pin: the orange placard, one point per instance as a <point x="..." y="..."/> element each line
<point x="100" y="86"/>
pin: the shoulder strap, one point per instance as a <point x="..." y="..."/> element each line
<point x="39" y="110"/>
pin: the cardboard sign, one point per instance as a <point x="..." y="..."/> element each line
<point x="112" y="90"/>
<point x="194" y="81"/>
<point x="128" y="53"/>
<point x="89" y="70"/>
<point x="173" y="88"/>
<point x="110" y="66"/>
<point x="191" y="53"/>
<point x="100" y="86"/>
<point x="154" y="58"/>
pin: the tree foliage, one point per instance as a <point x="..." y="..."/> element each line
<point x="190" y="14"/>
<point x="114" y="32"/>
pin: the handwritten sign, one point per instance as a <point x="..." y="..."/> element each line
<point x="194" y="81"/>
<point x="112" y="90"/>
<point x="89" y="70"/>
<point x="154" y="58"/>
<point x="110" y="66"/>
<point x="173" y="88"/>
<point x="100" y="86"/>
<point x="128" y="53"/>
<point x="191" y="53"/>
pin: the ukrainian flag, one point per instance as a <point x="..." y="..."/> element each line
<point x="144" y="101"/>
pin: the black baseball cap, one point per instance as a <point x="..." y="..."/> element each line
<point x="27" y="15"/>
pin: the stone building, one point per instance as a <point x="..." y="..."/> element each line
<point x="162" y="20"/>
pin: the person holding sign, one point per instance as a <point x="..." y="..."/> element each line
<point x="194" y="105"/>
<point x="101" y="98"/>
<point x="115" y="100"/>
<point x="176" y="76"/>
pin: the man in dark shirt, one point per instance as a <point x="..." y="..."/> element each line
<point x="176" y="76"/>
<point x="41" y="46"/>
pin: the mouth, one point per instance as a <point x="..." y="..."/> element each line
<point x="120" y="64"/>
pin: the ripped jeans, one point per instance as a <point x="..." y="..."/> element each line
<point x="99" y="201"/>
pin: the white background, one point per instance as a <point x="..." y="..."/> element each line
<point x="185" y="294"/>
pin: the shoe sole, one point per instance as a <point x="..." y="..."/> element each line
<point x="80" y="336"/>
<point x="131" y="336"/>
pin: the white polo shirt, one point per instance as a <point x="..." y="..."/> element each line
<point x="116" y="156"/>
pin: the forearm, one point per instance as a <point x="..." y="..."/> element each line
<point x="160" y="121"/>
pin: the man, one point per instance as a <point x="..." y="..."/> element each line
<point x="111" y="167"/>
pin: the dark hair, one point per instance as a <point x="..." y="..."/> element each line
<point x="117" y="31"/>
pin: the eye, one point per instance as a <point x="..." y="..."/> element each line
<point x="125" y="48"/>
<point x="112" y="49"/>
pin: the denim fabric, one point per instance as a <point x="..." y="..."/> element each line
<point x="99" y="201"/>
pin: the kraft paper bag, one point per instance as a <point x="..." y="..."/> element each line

********************

Faithfully transcribe the whole of the data.

- The completed task
pin: the orange placard, one point per instance as a <point x="..." y="..."/> element each line
<point x="100" y="86"/>
pin: the shoulder strap, one point per instance as a <point x="..." y="..."/> element each line
<point x="39" y="110"/>
pin: the cardboard sign, one point per instance as a <point x="..." y="..."/> element each line
<point x="112" y="90"/>
<point x="194" y="81"/>
<point x="128" y="53"/>
<point x="89" y="70"/>
<point x="173" y="88"/>
<point x="110" y="66"/>
<point x="191" y="53"/>
<point x="100" y="86"/>
<point x="154" y="58"/>
pin: the tree foliage, one point per instance as a <point x="..." y="..."/> element each line
<point x="190" y="14"/>
<point x="114" y="32"/>
pin: the handwritten sign, one point per instance as a <point x="..." y="..."/> element each line
<point x="194" y="81"/>
<point x="112" y="90"/>
<point x="89" y="70"/>
<point x="154" y="58"/>
<point x="110" y="66"/>
<point x="173" y="88"/>
<point x="100" y="86"/>
<point x="128" y="53"/>
<point x="191" y="53"/>
pin: the ukrainian flag, one point per instance as a <point x="..." y="..."/> element each line
<point x="144" y="101"/>
pin: the black baseball cap, one point per instance as a <point x="..." y="..."/> element each line
<point x="27" y="15"/>
pin: the stone building, one point per instance as a <point x="..." y="..."/> element each line
<point x="162" y="20"/>
pin: the person holding sign, one point per instance as a <point x="..." y="..."/> element each line
<point x="194" y="105"/>
<point x="101" y="98"/>
<point x="115" y="100"/>
<point x="176" y="76"/>
pin: the man in dark shirt, one point per instance as a <point x="..." y="..."/> element each line
<point x="176" y="76"/>
<point x="41" y="46"/>
pin: the mouth, one point per instance as a <point x="..." y="..."/> element each line
<point x="120" y="64"/>
pin: the ripped jeans, one point per instance as a <point x="..." y="..."/> element each line
<point x="99" y="201"/>
pin: the white background, one point per instance as a <point x="..." y="..."/> element each line
<point x="185" y="294"/>
pin: the shoe sole, one point per instance as a <point x="..." y="..."/> element each line
<point x="80" y="336"/>
<point x="131" y="336"/>
pin: the white polo shirt, one point per instance as a <point x="..." y="..."/> element each line
<point x="116" y="156"/>
pin: the forearm, one point per instance as a <point x="..." y="..."/> element each line
<point x="160" y="121"/>
pin: the man, one point per instance as a <point x="..." y="..."/> element each line
<point x="111" y="167"/>
pin: the dark hair, one point per instance as a <point x="..." y="..."/> element each line
<point x="117" y="31"/>
pin: the eye, one point per instance as a <point x="..." y="..."/> element each line
<point x="125" y="48"/>
<point x="112" y="49"/>
pin: the denim fabric, one point per instance as a <point x="..." y="..."/> element each line
<point x="99" y="201"/>
pin: the kraft paper bag, one point per instance as a <point x="..." y="..."/> element each line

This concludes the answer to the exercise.